[Object pointing dataset rows]
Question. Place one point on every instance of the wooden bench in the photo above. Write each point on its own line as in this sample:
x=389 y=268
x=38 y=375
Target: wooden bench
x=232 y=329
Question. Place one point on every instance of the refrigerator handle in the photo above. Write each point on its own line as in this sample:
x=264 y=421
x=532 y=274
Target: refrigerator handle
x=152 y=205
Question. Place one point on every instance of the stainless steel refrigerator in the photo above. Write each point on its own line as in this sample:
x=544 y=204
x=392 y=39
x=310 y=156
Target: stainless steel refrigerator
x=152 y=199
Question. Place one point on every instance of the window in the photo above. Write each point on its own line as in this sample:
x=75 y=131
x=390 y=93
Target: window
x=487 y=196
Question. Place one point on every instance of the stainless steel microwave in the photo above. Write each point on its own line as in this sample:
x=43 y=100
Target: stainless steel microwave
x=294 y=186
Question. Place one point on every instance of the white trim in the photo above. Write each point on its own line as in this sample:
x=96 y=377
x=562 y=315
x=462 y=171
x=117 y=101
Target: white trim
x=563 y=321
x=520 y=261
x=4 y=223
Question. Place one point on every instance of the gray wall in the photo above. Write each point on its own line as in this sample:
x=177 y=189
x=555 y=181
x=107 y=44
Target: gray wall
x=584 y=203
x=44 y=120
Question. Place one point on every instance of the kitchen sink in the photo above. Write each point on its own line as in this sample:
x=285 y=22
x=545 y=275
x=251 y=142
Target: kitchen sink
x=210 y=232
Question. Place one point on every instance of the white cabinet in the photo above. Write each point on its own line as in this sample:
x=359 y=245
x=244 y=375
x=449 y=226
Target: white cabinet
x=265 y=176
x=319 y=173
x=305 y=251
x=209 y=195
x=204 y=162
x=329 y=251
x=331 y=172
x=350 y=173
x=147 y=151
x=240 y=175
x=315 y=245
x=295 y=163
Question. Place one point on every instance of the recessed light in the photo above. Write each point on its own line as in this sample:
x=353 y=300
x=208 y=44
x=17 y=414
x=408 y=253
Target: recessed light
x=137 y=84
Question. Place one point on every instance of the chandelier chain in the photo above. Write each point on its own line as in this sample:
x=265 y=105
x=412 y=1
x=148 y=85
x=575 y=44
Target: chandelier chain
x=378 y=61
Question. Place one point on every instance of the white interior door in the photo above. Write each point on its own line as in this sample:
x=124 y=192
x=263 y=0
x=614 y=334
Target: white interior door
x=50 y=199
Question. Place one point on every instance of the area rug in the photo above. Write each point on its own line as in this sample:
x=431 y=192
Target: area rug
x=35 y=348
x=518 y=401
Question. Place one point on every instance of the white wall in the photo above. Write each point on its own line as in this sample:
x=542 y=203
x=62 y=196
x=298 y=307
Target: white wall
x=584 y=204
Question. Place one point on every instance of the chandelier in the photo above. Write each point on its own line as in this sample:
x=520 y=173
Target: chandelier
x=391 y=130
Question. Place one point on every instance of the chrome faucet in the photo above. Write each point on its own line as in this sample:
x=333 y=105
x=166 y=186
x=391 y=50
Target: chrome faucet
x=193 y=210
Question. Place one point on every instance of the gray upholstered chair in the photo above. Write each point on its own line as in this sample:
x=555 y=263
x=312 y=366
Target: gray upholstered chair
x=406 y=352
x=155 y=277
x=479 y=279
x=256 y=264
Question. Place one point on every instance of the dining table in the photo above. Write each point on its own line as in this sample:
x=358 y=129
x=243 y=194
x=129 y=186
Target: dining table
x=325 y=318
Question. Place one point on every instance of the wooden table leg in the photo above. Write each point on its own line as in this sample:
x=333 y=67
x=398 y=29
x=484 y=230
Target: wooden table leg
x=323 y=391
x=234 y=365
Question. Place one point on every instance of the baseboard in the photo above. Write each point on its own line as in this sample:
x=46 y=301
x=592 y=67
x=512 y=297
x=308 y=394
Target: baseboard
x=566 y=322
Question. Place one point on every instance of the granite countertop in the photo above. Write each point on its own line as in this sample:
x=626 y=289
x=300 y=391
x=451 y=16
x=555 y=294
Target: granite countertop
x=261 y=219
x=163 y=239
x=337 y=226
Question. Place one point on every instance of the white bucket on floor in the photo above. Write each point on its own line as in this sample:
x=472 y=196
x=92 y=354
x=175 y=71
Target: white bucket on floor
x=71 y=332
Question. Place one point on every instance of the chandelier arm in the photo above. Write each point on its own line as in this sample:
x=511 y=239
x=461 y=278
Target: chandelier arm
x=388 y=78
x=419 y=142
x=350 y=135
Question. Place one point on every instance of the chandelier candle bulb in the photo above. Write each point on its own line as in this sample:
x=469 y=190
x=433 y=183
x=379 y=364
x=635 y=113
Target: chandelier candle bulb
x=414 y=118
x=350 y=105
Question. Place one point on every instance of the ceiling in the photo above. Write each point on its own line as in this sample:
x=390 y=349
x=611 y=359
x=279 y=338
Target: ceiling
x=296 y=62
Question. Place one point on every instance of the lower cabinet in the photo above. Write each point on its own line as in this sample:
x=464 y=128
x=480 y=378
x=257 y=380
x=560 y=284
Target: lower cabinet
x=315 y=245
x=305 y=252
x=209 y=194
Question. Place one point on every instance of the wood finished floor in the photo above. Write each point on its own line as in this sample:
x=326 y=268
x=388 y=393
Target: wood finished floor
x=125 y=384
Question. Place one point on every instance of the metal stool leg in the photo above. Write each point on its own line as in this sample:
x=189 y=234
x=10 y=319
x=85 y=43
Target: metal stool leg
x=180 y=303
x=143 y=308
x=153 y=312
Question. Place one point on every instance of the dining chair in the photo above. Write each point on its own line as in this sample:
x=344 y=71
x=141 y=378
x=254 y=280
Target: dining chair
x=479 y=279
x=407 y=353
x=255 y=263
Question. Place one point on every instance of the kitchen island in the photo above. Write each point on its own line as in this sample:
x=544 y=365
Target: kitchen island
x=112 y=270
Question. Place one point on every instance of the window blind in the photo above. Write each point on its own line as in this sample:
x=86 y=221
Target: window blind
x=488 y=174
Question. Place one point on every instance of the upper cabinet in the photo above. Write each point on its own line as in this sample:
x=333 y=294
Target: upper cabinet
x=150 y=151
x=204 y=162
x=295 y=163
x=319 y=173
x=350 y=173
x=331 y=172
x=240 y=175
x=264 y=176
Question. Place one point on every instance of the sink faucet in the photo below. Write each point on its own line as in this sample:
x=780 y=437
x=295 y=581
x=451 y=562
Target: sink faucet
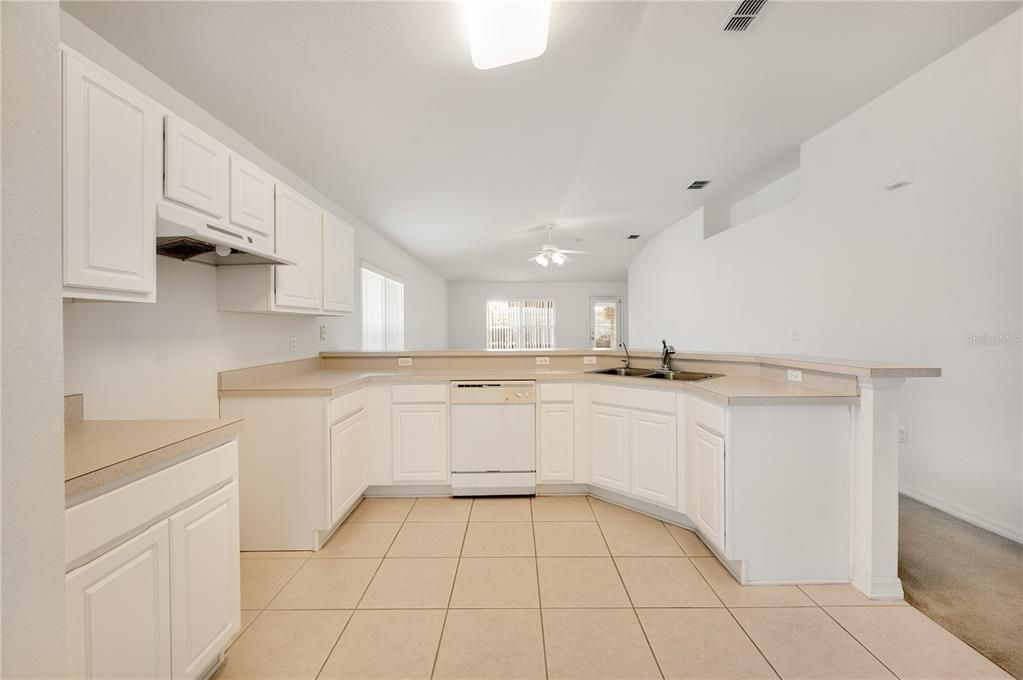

> Task goal:
Retype every row above word for word, omitting the pictures.

> Answer to this problem:
Question. Place one point on every instance of the wooden bench in the photo above. Write each point on its own line as in this sample:
x=389 y=268
x=38 y=375
Target: wooden bench
x=232 y=329
Question. Place one point on every instance of the refrigerator handle in the photo above. Write each point on its own line as in this sample:
x=264 y=421
x=532 y=274
Target: refrigerator handle
x=152 y=205
Question. Place one point on every instance of the stainless steel refrigerator in the photo above. Write each point on its own line as in this sample:
x=544 y=204
x=392 y=39
x=310 y=156
Target: stainless steel refrigerator
x=152 y=199
Question. Place one point on every instance of the window in the photo above. Write each point on its own line as in this sample:
x=75 y=131
x=390 y=93
Target: window
x=487 y=196
Question. Place one point on every instance of the stainless steel microwave in the photo above. Write each point on its own line as in this sample:
x=43 y=100
Target: stainless steel microwave
x=294 y=186
Question. Place one point on every instance of the white trim in the photo above. Write each point on its own line as in this sample:
x=96 y=377
x=562 y=315
x=462 y=171
x=117 y=101
Target: white trim
x=563 y=321
x=520 y=261
x=4 y=223
Question. Place one point on every instance of the gray wall in the photo above. Write each point on its own line as in this sample:
x=177 y=189
x=555 y=181
x=107 y=44
Target: gray wall
x=584 y=203
x=44 y=120
Question. Place one point on every instance of the kitchen sink in the photo above. Write each point on its own line as in this sample:
x=285 y=22
x=545 y=275
x=251 y=142
Target: kitchen sink
x=210 y=232
Question. Place one point on every instance of the white cabinet in the photo above. Write each point on its own line as in this sample:
x=359 y=245
x=244 y=375
x=449 y=226
Target: white cabinet
x=265 y=176
x=319 y=173
x=305 y=251
x=209 y=195
x=204 y=162
x=329 y=251
x=331 y=172
x=350 y=173
x=147 y=151
x=240 y=175
x=315 y=245
x=295 y=163
Question. Place one point on every instance of the recessed light in the photo above. Write each point on its own line as in this sample:
x=353 y=300
x=208 y=44
x=17 y=414
x=408 y=253
Target: recessed light
x=137 y=84
Question. Place one point on every instance of the chandelier chain in the photo above. Write each point on its own line as in this sample:
x=265 y=105
x=412 y=1
x=148 y=85
x=575 y=44
Target: chandelier chain
x=378 y=61
Question. Place one point on every instance of the white interior door in the photo above. Write each point on its own line as in this sample:
x=124 y=192
x=263 y=0
x=614 y=334
Target: white interior door
x=50 y=199
Question. Place one point on every instance of the area rug in the photo above. Write each point on its own line as in this sample:
x=431 y=192
Target: area rug
x=35 y=348
x=518 y=401
Question. Place one point on every instance of the white wall in the photo above. Write each point on its own line as in this sample:
x=542 y=203
x=62 y=196
x=298 y=307
Target: white wall
x=584 y=204
Question. Place one point on every instance of the chandelier in the photo above. Write each point on its own line as in this sample:
x=520 y=173
Target: chandelier
x=391 y=130
Question. Place one point on every instance of the chrome faucet in the photo above. Write each point on its own line as in this sample:
x=333 y=105
x=166 y=186
x=391 y=50
Target: chrome faucet
x=193 y=210
Question. Place one point on every instance of the gray upholstered chair in the photo above. Write each point on its own line as in this sample:
x=555 y=263
x=312 y=366
Target: gray upholstered chair
x=406 y=352
x=155 y=277
x=479 y=279
x=256 y=264
Question. Place one point on every instance of the dining table in the photo above. Write each point on its own line as in this sample:
x=358 y=129
x=243 y=194
x=129 y=186
Target: dining table
x=325 y=318
Question. Place one point on every instance of the wooden table leg in the photo above. Write each point on its own line as in this sample:
x=333 y=67
x=398 y=29
x=484 y=230
Target: wooden table leg
x=323 y=391
x=234 y=365
Question. Place one point on every instance of the baseboard in the photo above. Write each point on its own line as in this sample:
x=46 y=301
x=592 y=67
x=512 y=297
x=308 y=394
Target: baseboard
x=566 y=322
Question. Place one point on every instance of the granite countertop in the photo above. Write each point on its own line as in this sample:
x=626 y=289
x=300 y=391
x=451 y=16
x=555 y=294
Target: granite countertop
x=261 y=219
x=163 y=239
x=337 y=226
Question. Place one point on every instance of the white bucket on floor in the photo above. Write each point on its own line as in this sample:
x=472 y=196
x=92 y=354
x=175 y=71
Target: white bucket on floor
x=71 y=332
Question. Place one point on every instance of the chandelier arm in the photo above. Write each point on its own line as in this sample:
x=511 y=239
x=461 y=278
Target: chandelier arm
x=388 y=78
x=419 y=142
x=350 y=135
Question. Place one point on every instance of the chandelier candle bulb in the photo above. Write each point on its own line as in this sample:
x=469 y=190
x=433 y=183
x=379 y=364
x=635 y=113
Target: chandelier candle bulb
x=414 y=118
x=350 y=105
Question. Place one point on every instance of the ceiling in the photo above. Write each point on its own line as in this sample:
x=390 y=349
x=611 y=359
x=279 y=338
Target: ceiling
x=296 y=62
Question. Place one point on every instance of the lower cabinet in the photo above. Write each point on its own line as in this sample:
x=464 y=128
x=480 y=378
x=257 y=380
x=560 y=284
Target: lower cabinet
x=315 y=245
x=305 y=252
x=209 y=194
Question. Place one point on every instance of the wood finished floor in the photo above. Write each point on its own line as in this sample:
x=326 y=268
x=388 y=393
Target: wood finished floor
x=125 y=384
Question. Place one point on every instance of the metal stool leg in the photo above. Write each point on its own line as in this sample:
x=189 y=234
x=10 y=319
x=85 y=43
Target: metal stool leg
x=180 y=303
x=143 y=308
x=153 y=312
Question. Place one point on every instance of the dining chair in the photo above. Write each point on its own line as in this sample:
x=344 y=71
x=141 y=378
x=254 y=280
Target: dining chair
x=479 y=279
x=407 y=353
x=255 y=263
Question. Place one point on every instance of the kitchen island in the photo above. Write each point on its own line as in this sample:
x=544 y=365
Target: kitchen island
x=112 y=270
Question. Place one point on every instance of the window blind in the photo above. Write each point on its own line as in this sample:
x=86 y=221
Target: window blind
x=488 y=174
Question. Place one point on every instance of the upper cabinet in the photo above. Write each point on its own line as in this sample:
x=333 y=294
Target: upper cabinet
x=150 y=151
x=204 y=162
x=295 y=163
x=319 y=173
x=350 y=173
x=331 y=172
x=240 y=175
x=264 y=176
Question. Place one point on every instance of the sink faucet in the photo below. Write each point on its own line as in this sample:
x=780 y=437
x=295 y=581
x=451 y=562
Target: sink faucet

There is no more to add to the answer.